===== Excerpt to read

Saturday 23 August 2014

Where God Divided by Zero 2




                                            “Black holes are where God divided by zero”
                                                                                         Stephen Wright


“I’m off!” She bubbled, slamming the door next morning. Button Nose had left me a list of chores, mainly to do her laundry and mail her postcards. These were completed without much enthusiasm and with some haste, as I had a date with a horse.
We trotted to the zoo, where I was enthralled by Himalayan black bears, red pandas, leopards, strangely helmeted multicolored fowl, and especially by Franka, the cute little tiger that scared the Tibetan morning momos back out of me. I rode to the Himalayan Mountaineering Institute, to compare my exploits with those of better climbers, and on to the Happy Valley tea estate, for a lesson in cultivation. Darjeeling produced twenty million pounds of tea every year, and my guide told me how it was disbursed.
“We send the finest tips to the British.” He explained. “The rest of the leaves we market to the rest of India. And then there are the twigs and stems.”
“What do you do with them?” I asked.
“We send them to the Americans.” He said. I bought ten rupees worth of Golden T.P., and galloped my horse back in time. Button Nose was already at the Welkin.
“How was Kalimpong?” I asked.
“Where?” She queried.
“The town you went to today.” I said.
“Oh yeah.” She said. “I bought some silver earrings.” Except they weren’t. Later we met Doug and Mike at the Chowrasta Restaurant for a curry, and Button Nose’s percolating description of all the new addresses she had collected on her jeep ride. Doug gave me a small bottle of rum on the way out.
“You never know...” He said. “You may just want to set yourself on fire. Self-Immolation. Very Tibetan.”
The reason I had come to Darjeeling wasn’t to ride horses (or Button Nose), but to take the narrow gauge Darjeeling Himalayan Railway ‘toy train’ up to India’s highest railway station in Ghoom, and then down Hill Cart Road, to New Jalpaiguri, on my way to Calcutta.

==========
===== Listing

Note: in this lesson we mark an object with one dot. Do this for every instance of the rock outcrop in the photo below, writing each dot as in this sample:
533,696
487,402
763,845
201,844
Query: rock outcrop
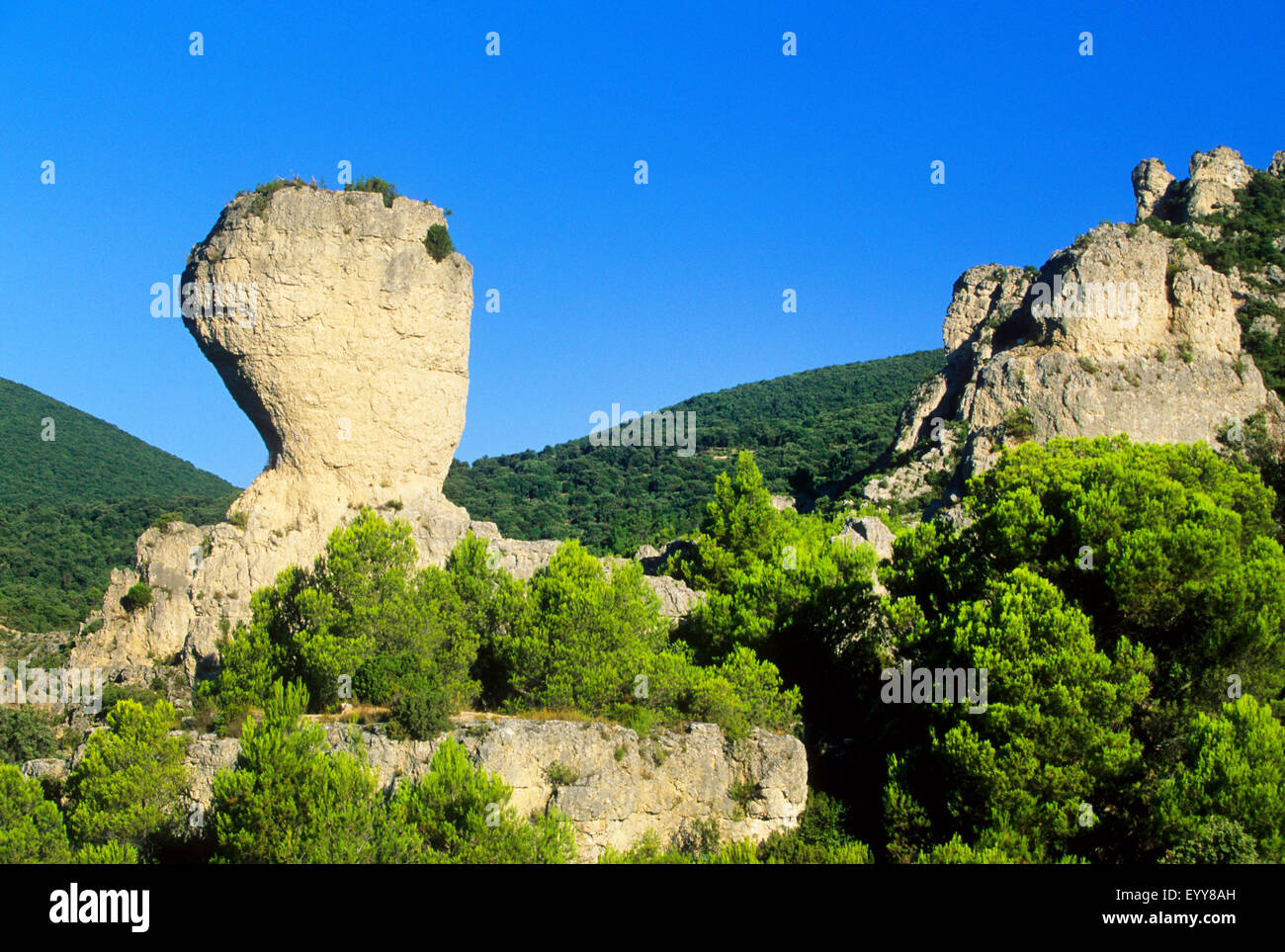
1123,331
346,343
624,785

==========

● **Brief**: Output the stretch of the Darjeeling text from "Where God Divided by Zero 2" through "with a horse.", reproducing it word for word.

● **Exercise response**:
Where God Divided by Zero 2




                                            “Black holes are where God divided by zero”
                                                                                         Stephen Wright


“I’m off!” She bubbled, slamming the door next morning. Button Nose had left me a list of chores, mainly to do her laundry and mail her postcards. These were completed without much enthusiasm and with some haste, as I had a date with a horse.